[Assigned task]:
Show, from the records below, all lines that contain the word "each".

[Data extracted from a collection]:
>>>>>

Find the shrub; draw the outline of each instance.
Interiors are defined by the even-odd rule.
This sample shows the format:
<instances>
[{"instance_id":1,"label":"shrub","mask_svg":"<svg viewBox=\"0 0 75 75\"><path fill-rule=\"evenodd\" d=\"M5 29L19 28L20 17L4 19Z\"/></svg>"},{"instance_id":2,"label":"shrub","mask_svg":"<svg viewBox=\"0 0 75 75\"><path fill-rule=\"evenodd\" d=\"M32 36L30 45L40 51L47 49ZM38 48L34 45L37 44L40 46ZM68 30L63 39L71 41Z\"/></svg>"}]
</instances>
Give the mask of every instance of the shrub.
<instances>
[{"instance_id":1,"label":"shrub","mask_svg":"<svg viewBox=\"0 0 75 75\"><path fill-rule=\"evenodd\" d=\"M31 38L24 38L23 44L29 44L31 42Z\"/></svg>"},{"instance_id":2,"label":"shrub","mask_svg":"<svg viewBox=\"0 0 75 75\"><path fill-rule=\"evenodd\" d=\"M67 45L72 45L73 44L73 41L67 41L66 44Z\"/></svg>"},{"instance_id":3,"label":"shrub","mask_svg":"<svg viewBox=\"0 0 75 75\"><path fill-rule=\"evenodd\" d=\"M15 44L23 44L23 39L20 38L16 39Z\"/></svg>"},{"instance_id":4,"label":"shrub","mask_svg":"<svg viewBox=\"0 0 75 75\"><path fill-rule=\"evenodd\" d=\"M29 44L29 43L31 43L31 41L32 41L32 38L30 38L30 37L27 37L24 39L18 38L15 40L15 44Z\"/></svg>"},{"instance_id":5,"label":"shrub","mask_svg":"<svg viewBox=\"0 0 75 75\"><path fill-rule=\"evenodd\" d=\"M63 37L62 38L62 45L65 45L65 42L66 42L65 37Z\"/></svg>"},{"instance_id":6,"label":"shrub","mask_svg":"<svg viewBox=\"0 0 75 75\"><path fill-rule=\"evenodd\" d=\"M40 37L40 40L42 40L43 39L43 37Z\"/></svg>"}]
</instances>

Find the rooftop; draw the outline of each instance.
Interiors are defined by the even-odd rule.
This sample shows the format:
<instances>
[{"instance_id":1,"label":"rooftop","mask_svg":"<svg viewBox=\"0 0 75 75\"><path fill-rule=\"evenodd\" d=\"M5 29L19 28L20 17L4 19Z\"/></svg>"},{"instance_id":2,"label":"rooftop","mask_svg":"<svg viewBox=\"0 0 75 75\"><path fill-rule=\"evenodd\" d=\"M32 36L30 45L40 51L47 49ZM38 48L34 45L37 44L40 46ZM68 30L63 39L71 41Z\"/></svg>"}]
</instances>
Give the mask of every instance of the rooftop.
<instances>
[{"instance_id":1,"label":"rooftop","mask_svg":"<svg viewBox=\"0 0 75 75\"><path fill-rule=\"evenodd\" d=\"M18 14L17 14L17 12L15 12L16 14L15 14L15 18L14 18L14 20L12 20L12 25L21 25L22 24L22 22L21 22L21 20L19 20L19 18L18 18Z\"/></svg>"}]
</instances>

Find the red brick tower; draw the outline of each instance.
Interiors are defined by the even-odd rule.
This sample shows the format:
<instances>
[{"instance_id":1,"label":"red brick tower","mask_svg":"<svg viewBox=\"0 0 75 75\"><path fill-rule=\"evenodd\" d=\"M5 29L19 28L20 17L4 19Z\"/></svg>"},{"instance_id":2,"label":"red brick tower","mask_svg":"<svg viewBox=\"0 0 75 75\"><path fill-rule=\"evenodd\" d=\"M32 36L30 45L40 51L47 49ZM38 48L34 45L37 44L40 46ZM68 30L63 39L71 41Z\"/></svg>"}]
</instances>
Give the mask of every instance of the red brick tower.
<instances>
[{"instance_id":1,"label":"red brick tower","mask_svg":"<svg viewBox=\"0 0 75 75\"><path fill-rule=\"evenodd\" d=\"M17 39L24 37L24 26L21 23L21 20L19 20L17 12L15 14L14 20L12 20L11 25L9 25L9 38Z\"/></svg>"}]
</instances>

<<<<<
>>>>>

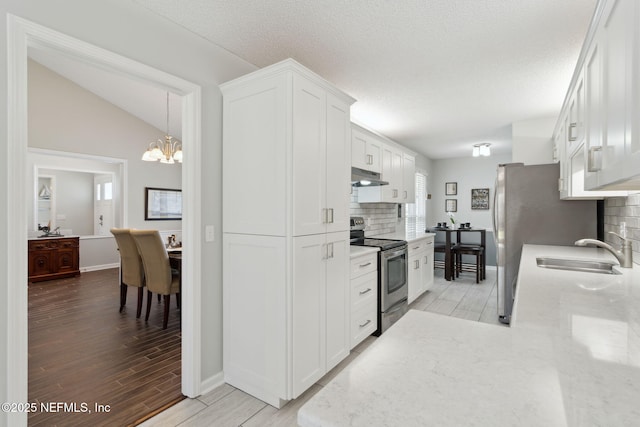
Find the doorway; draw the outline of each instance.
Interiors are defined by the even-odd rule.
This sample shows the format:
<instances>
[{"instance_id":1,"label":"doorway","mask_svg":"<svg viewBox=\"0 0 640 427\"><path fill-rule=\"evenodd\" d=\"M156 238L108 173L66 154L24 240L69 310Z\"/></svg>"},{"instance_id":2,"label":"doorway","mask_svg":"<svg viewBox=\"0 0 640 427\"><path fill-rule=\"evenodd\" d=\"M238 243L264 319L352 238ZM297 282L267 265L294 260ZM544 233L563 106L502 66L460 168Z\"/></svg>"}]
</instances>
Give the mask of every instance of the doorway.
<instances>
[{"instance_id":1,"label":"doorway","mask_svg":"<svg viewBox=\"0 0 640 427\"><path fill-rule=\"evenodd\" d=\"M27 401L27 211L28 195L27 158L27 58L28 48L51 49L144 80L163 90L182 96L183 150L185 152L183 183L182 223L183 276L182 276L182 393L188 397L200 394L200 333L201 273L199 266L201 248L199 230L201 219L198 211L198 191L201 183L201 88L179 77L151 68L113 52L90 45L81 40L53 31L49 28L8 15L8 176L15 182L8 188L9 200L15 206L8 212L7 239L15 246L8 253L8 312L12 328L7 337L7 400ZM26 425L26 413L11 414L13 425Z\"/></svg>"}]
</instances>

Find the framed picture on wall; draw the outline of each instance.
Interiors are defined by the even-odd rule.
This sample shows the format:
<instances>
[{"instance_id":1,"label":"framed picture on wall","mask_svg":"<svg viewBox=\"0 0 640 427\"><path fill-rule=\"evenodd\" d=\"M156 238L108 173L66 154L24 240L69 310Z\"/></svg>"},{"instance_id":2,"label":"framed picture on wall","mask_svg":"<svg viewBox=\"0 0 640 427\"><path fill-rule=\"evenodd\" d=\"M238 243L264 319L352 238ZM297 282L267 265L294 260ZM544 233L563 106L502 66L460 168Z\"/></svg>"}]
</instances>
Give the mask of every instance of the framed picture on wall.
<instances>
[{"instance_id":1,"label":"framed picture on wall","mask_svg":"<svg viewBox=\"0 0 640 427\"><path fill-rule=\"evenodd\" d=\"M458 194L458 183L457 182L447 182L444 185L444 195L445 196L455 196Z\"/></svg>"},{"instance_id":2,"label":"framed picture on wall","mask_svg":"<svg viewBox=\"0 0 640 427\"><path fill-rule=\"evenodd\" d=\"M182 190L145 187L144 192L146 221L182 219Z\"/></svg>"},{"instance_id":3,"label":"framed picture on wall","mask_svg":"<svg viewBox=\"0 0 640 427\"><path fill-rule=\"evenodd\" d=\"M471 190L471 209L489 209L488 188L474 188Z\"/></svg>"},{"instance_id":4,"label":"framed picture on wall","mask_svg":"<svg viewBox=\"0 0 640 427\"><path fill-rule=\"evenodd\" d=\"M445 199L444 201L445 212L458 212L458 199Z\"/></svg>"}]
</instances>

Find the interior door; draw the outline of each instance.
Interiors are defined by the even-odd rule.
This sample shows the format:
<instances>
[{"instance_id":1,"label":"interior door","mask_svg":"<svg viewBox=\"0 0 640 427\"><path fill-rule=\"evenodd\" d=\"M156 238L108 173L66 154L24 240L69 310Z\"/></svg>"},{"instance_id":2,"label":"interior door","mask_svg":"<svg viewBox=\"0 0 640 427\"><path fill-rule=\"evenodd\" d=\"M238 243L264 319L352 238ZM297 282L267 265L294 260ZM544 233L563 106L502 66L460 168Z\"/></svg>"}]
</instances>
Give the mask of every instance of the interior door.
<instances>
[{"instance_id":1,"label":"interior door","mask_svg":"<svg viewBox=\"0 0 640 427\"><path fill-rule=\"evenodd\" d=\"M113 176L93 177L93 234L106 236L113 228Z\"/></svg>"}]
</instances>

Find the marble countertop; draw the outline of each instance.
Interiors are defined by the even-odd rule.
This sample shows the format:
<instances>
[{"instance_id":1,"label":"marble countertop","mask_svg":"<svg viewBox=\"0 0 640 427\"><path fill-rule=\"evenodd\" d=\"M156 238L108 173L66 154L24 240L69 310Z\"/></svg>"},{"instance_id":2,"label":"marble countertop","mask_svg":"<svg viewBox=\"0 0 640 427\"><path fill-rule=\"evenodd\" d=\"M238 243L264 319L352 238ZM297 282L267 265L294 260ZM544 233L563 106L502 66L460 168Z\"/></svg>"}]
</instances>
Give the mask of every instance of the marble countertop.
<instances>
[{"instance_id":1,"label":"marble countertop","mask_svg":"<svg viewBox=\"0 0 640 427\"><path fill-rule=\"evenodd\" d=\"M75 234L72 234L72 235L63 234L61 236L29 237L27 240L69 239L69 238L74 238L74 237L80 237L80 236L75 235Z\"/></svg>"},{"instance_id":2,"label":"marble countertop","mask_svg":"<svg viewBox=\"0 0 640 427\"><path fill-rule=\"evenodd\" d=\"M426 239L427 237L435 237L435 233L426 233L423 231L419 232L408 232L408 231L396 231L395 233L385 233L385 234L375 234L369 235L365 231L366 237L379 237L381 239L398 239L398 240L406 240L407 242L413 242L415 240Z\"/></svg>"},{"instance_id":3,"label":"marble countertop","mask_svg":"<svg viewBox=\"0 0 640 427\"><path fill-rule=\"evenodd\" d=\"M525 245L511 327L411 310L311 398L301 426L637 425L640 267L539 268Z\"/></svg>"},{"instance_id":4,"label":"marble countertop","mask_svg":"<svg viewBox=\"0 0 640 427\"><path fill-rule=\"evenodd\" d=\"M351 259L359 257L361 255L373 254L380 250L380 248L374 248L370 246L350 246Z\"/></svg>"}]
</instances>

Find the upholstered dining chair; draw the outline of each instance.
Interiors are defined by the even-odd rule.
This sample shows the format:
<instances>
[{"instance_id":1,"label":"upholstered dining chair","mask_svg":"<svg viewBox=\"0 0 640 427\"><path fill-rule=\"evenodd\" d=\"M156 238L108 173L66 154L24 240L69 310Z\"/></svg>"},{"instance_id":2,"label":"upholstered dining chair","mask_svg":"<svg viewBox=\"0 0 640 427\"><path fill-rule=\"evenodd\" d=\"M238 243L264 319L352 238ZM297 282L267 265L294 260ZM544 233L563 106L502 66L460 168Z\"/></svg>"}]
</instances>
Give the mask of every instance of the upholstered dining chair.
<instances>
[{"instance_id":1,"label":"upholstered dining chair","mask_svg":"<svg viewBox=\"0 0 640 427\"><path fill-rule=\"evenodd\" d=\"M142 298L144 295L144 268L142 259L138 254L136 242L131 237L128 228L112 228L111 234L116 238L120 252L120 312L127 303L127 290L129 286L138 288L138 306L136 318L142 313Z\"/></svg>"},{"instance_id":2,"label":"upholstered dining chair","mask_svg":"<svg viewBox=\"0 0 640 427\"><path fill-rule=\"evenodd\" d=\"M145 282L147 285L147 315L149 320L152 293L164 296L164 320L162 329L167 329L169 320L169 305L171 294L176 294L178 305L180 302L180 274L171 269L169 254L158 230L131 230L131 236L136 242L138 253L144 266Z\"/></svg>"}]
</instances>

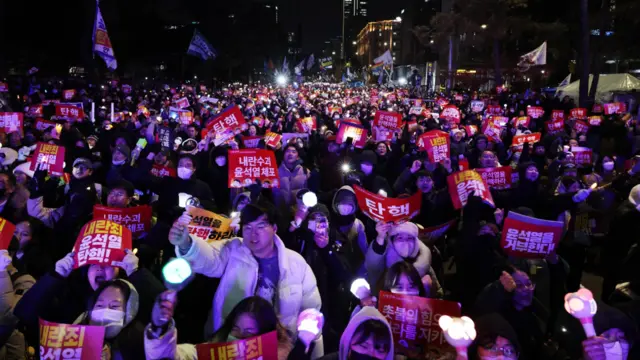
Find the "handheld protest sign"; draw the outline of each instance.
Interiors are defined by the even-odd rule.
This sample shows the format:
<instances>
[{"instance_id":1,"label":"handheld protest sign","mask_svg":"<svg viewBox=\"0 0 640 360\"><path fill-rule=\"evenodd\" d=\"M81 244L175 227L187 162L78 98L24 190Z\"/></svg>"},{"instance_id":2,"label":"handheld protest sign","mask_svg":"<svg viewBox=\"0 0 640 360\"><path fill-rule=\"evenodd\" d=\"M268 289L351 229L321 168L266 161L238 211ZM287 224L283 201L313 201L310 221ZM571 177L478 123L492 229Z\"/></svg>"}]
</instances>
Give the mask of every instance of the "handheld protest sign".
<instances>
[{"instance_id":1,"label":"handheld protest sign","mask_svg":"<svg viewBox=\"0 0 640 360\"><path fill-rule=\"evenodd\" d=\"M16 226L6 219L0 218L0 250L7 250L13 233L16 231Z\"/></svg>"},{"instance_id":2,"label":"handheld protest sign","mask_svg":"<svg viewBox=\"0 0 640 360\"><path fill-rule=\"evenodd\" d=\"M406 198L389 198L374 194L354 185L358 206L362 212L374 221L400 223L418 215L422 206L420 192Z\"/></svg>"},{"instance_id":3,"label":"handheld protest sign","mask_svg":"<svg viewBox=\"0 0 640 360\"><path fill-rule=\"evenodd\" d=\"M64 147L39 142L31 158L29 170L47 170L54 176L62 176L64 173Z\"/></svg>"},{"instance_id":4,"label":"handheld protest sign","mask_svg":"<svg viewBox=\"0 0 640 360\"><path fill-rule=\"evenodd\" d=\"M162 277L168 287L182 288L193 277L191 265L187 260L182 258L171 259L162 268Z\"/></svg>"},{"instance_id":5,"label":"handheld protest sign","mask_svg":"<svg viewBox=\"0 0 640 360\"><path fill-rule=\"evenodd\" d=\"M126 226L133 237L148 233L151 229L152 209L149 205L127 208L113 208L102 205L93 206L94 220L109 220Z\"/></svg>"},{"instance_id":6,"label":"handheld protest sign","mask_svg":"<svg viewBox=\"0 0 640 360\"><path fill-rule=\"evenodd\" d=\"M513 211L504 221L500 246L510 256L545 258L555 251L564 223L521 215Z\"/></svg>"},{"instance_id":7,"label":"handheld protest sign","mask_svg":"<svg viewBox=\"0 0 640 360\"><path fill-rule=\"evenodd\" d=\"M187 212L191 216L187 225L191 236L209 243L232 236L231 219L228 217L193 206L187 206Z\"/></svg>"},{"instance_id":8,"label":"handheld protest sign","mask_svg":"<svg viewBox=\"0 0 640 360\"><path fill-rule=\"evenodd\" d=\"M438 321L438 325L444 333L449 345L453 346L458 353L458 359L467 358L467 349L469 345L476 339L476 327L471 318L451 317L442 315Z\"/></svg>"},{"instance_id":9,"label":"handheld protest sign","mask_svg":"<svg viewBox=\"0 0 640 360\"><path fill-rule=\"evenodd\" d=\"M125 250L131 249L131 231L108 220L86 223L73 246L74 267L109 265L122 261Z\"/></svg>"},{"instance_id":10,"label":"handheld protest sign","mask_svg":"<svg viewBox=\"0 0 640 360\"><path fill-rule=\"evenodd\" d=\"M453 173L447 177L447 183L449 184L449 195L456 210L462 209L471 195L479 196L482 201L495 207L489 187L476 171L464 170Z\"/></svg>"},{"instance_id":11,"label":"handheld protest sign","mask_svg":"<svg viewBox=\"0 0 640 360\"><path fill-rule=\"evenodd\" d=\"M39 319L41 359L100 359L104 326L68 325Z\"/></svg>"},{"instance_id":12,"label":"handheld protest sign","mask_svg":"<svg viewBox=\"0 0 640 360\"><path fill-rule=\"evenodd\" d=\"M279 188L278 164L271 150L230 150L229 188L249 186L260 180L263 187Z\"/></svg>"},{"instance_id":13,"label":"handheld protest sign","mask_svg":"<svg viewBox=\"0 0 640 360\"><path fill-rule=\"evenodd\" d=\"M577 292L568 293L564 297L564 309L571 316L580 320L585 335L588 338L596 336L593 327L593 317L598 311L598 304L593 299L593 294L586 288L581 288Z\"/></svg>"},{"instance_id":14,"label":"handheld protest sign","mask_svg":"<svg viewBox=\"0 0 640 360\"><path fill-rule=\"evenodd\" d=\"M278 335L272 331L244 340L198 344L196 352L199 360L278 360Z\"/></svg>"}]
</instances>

<<<<<

[Reply to the exercise]:
Find the shrub; draw the outline of each instance.
Find the rooftop; draw the outline of each instance.
Find the red brick tower; draw the outline of each instance.
Find the doorway; draw the outline of each instance.
Find the framed picture on wall; draw the outline of each instance.
Find the interior door; draw the outline of each instance.
Find the marble countertop; draw the outline of each instance.
Find the upholstered dining chair; draw the outline of each instance.
Find the "handheld protest sign"; draw the outline of each instance.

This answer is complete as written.